:: TASK OBJECTIVE ::
How many lines in the items below contain the string "dirt"? Reply with the number only.

:: SOURCE RECORDS ::
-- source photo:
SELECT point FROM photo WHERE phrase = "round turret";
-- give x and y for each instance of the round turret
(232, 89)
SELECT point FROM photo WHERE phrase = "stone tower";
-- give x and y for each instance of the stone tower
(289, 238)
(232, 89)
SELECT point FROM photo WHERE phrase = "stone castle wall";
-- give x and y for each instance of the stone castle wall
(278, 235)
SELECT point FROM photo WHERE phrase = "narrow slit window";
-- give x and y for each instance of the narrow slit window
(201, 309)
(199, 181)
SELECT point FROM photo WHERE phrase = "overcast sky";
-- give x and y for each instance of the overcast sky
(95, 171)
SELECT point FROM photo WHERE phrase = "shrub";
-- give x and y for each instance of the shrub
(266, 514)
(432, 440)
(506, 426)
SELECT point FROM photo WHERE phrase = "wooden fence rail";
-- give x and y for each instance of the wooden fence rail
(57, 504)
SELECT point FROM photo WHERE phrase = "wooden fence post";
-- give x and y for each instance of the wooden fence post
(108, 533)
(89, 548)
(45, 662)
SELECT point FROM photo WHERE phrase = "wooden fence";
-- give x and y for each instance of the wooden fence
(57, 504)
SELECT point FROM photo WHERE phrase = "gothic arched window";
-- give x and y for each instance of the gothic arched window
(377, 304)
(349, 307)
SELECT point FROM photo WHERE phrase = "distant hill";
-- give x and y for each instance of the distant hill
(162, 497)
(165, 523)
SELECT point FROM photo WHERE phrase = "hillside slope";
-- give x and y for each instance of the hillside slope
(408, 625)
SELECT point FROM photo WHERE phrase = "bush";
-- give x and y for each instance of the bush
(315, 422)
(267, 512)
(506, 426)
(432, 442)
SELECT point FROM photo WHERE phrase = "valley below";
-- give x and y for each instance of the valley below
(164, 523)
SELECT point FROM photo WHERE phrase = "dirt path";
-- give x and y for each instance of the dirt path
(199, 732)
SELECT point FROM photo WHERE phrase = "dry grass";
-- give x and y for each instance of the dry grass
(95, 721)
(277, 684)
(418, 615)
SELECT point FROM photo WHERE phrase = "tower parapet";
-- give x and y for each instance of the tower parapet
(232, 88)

:: THE RESULT ::
2